* [The data]:
◇ ◇ ◇ ◇
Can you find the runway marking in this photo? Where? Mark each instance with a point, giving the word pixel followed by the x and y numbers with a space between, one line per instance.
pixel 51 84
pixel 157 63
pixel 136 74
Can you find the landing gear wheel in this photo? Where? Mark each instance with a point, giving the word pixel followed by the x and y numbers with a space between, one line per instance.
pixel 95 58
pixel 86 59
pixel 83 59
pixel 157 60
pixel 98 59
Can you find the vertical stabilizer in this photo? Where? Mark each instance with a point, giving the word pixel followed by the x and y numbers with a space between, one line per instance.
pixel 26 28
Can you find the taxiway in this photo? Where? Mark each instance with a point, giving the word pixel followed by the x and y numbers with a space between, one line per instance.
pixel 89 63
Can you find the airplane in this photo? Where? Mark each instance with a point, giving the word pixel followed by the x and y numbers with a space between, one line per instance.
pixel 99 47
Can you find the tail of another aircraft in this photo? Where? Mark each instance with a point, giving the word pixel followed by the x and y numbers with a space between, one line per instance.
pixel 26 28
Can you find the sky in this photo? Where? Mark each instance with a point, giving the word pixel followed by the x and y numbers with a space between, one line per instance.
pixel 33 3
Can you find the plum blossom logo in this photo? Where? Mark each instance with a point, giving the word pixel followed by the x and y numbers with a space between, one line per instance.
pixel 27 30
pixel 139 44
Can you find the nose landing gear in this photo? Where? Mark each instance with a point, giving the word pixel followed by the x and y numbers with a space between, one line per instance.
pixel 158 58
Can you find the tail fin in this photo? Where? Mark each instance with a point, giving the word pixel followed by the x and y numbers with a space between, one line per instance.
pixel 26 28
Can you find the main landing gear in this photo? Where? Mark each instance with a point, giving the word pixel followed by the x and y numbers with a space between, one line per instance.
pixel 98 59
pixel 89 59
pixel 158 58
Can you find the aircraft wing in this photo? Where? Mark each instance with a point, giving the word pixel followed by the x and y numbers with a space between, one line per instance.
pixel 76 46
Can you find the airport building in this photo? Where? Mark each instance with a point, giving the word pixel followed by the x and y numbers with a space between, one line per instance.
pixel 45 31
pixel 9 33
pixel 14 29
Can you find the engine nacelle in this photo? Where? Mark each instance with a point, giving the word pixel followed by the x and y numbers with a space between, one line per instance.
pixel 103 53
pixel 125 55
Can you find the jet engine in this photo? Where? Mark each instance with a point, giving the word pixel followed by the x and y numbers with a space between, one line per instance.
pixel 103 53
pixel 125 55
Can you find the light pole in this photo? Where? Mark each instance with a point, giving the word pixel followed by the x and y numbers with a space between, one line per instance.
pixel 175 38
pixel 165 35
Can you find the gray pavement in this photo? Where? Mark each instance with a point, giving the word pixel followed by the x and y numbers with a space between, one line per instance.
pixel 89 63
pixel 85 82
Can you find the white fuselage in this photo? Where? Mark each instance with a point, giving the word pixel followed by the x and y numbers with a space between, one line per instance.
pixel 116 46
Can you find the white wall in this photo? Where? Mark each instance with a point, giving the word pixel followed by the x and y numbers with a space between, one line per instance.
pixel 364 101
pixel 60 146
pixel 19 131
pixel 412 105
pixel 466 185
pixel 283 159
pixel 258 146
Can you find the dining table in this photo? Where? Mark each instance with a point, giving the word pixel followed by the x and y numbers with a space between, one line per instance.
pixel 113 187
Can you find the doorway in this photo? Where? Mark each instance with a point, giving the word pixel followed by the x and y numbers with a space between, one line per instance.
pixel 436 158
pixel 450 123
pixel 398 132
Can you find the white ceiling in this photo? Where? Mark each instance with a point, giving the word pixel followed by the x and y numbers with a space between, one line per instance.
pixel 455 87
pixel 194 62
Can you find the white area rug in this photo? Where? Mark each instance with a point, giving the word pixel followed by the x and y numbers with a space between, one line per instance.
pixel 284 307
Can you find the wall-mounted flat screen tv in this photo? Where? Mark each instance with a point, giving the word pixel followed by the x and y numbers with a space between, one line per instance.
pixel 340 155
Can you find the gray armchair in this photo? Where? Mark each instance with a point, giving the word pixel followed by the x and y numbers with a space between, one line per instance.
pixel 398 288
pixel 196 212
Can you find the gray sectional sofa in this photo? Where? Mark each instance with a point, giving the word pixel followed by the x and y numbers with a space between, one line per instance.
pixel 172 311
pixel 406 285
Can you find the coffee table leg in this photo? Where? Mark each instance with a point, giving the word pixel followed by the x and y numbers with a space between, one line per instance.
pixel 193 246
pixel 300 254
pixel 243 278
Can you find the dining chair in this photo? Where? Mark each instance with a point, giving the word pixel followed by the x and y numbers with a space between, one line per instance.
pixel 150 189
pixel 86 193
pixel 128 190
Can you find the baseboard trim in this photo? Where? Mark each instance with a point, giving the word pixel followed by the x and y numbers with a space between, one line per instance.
◇ ◇ ◇ ◇
* [Job]:
Set down every item above again, word for word and in the same order.

* [Exercise response]:
Can you find the runway marking in this photo? Where? Mark each instance with a point, giving the word pixel followed by the x and y numbers with a space between, one line per instance.
pixel 51 84
pixel 157 63
pixel 136 74
Can you find the landing gear wheel in this photo? Where? Mark each instance with a point, giving the word pixel followed by the x and y numbers with a space between, one line per instance.
pixel 95 58
pixel 86 59
pixel 83 59
pixel 157 60
pixel 98 59
Can you find the vertical stabilizer in this photo? Where? Mark each instance with a point, giving the word pixel followed by the x and y numbers with a space between, one line per instance.
pixel 26 28
Can you find the taxiway in this photo? Where? Mark each instance with a point, giving the word pixel followed by the x and y numbers with a space between, one line per instance.
pixel 89 63
Can you find the airplane in this photo? Where? Mark each instance with a point, giving the word pixel followed by the x and y numbers with a space between, one line per instance.
pixel 99 47
Can you find the tail of another aircraft in this photo? Where? Mark each instance with a point, giving the word pixel followed by the x and y numbers with a space between, one line per instance.
pixel 26 28
Can you find the sky in this photo? Where? Mark each instance with a point, giving the word pixel followed by the x and y numbers with a space between, one line per instance.
pixel 33 3
Can you find the plum blossom logo in this photo? Where? Mark each instance with a point, giving the word pixel followed by the x and y numbers with a space between, one line per instance.
pixel 27 30
pixel 139 44
Can you find the nose landing gear in this photo? Where? Mark each instance with a point, giving the word pixel followed by the x and y numbers with a space between, one line per instance.
pixel 158 58
Can you find the tail fin in this photo? Where? Mark each instance with a point, giving the word pixel followed by the x and y numbers with a space between, one line per instance.
pixel 26 28
Can you find the main landing gear in this photo? Where? Mark each instance with a point, giving the word pixel followed by the x and y numbers with a space between, one line per instance.
pixel 98 59
pixel 89 59
pixel 158 58
Can you find the aircraft wing in this photo? Where? Mark each instance with a point, giving the word pixel followed by the x and y numbers with a space between, one line per instance.
pixel 76 46
Can you find the airport building in this photo? Where? Mark each instance with a point, giving the word pixel followed by the x and y numbers with a space between, one line per instance.
pixel 45 31
pixel 9 33
pixel 14 29
Can you find the engine nacelle in this photo? Where? Mark each instance with a point, giving the word pixel followed by the x and y numbers with a space between, one line per instance.
pixel 103 53
pixel 125 55
Can you find the jet engine in this photo? Where? Mark each instance with a point, giving the word pixel followed by the x and y numbers with a space between, one line per instance.
pixel 103 53
pixel 125 55
Can you find the light pole in this photo? Where? Mark each instance with a point, giving the word pixel followed by the x and y numbers with a space between, one line per instance.
pixel 175 38
pixel 165 35
Can you find the gray pavement in this photo? Where? Mark each instance with a point, giving the word pixel followed by the x and y numbers with a space between, one line per instance.
pixel 89 63
pixel 85 82
Can you find the white fuselage in this photo? Where? Mark each instance with a point, giving the word pixel followed by the x and y numbers with a space between, one line per instance.
pixel 116 46
Can you find the white wall in this photo? Where? Mark each instance with a point, giving the word pixel followed by the x and y numbers with a space between, one line per instance.
pixel 364 101
pixel 60 146
pixel 19 131
pixel 412 105
pixel 466 185
pixel 283 159
pixel 258 146
Can you find the dining table in this photo? Where? Mark each instance with a point, giving the word pixel followed by the x and y numbers with a space between, one line per instance.
pixel 113 187
Can you find the doorway in this photo? Where? Mark each instance with a point, giving the word pixel followed by the x and y numbers with a space between, one line per instance.
pixel 436 158
pixel 450 123
pixel 398 132
Can you find the white ceiling in this photo? Where? Mark each instance with a point, giving the word pixel followed by the x and y numbers with a space between, one line per instance.
pixel 455 87
pixel 194 62
Can you find the white area rug in this photo? Where? Mark each instance with a point, giving the word pixel followed by the x and y numbers with a space between, one line per instance.
pixel 284 307
Can you find the wall-mounted flat screen tv in this photo? Where? Mark each instance with a point, giving the word pixel followed by the x and y numbers with a space between, one line per instance.
pixel 340 155
Can you find the gray armchair in this photo? Where? Mark each instance with a point, giving the word pixel followed by the x and y numbers with a space between, one line per instance.
pixel 398 288
pixel 196 212
Can you find the gray sectional sofa in this photo? Where? Mark each instance with a point, giving the word pixel followed by the x and y numbers with a space between, one line per instance.
pixel 172 311
pixel 406 285
Can you find the coffee table leg in this photo? Where? Mark each instance with a point, giving the word pixel followed by the x and y numbers with a space between, one line per instance.
pixel 193 246
pixel 300 254
pixel 243 278
Can you find the dining chair in this photo? Where? Mark each instance with a point, giving the word pixel followed by the x and y numbers with a space between, one line per instance.
pixel 150 189
pixel 86 193
pixel 128 190
Can you find the baseboard trim in this photo? Where? Mark each instance with a point, giving the word pixel followed by the x and y numbers with a space between, one line per instance.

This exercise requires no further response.